Excerpted text:
— start —
Monday, October 23, 2006

The Grapes Couldn't Protect Scott from being Awesome

AHHH!
Scott's aim is true.

Even an ocean away, and 8 or so years past my purchase of his seminal first album, my heart goes on for one Mr. EC. If he didn't exist, someone would try to invent him, holla!

Scott is a daring papparazzi-type-hero-of-mine!
It was enough when I made him dress us as Mr. Costello as a condition for getting to escort me when I was on the Winter Dance Court senior year of high school...or so I thought! Though Lindsay Lockhart won, and she is lovely, I feel as though Scott and I are well on our way to winning the Winter Dance Court of life, as chance encounters with bad-ass rock&roll pioneers could only indicate.

Wednesday, October 18, 2006

4 Continents!

Just got news today that, thanks to Jennie -- my suprisingly bilingual friend, currently tangoing her way through all the garages of Lima, Peru -- Fleur de Lori now boasts a 4 continent readership! Sure, I think whoever read it in Australia only stayed on the site for 2 seconds, but just the same! Its exciting, people!
Just another way the internet is awesome.

Speaking of worldliness and awesomeness, perhaps you'd like to send me a letter?

N'hesitez pas! as they say in froggish.

Lori White - Assistante d'anglais
La Martiniere Duchere
300 Avenue A. Sakharov - CP 417
69338 Lyon CEDEX 09
FRANCE

Tag on a little "airmail/par avion" to ensure its speedy delivery.

Monday, October 16, 2006

The "Spirits" of Cherokee -- a BYOB solution?

Sometimes I'm tired of thinking in croissant and frog-leg, and -- due to substantial drinking or excessive blog reading (I have yet to combine both) my mind floats across the pond.

Having some thoughts in France about this whole Cherokee Street Situation.

Mr. The Royale should just make his little place that he clearly wants to start up on Cherokee a BYOB until the aldermen stop the silly close-mindedness and have it be a bar full of excellent mixers (juice, duh?), and the civic-minded citizens bring the booze themselves! Brilliant!

It could be suuuuper fun, and quite glamorous. Cost effective; too?
I already want to go to this bar.

I used to live in Philly, where they overcome creepy Quaker Society of Friends (sober ones) drinking laws with the BYOB option. I don't know, it just sounds cool - and all this alcohol availability over in the EU seems to result in very little of the apocalypse predicted by a certain alderman... and the "residential character and the neighborhood serving commercial business" seem only to benefit from a few classy watering holes...well hey.

One such watering hole here in Lyon even has WIFI - a very enterprising and kind man from Valencia runs it, and thank GOD for him b/c WIFI is something I need, and france needs more of. (not as bad as france needs to learn how to make websites ... check out http://www.petitpaume.com hello! there's no blog, and the website is incomprehensible, even if you speak french...and guess who does? me. and Lyon, France. and we both need that website and its city guide goodness. STL could use the city guide festival - and the festival attendance - ... that all was amazing.)

A wise man travels to learn about himself...did someone say that? I'd like to learn about myself, but for Missouri (and elsewhere).
— end —
Supplied entries:
— start —
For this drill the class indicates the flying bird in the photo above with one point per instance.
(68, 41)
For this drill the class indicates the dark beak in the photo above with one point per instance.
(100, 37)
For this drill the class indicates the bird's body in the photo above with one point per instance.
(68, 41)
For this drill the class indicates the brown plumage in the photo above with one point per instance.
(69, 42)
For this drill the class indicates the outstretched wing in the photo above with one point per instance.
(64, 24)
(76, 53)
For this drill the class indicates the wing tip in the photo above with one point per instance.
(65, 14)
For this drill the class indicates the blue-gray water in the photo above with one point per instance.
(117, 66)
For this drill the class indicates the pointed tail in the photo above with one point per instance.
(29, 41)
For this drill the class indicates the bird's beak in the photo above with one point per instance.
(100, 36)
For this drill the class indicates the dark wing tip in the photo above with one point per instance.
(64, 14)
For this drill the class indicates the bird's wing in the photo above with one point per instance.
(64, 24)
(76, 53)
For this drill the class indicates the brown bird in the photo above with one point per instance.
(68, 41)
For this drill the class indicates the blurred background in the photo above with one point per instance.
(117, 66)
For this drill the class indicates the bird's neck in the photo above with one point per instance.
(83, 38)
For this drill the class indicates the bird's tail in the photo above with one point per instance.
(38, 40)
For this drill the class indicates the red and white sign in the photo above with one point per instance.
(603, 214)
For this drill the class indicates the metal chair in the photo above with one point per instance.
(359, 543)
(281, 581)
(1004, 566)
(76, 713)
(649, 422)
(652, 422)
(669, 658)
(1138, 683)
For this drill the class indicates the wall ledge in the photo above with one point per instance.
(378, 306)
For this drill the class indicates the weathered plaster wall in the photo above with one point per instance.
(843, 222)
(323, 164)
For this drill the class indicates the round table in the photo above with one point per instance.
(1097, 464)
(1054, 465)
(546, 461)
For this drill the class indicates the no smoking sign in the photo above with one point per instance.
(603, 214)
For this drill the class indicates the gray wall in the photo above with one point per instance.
— end —
Work required: According to the blog posts, in what city is Jennie currently tangoing?

Exercise result: Lima, Peru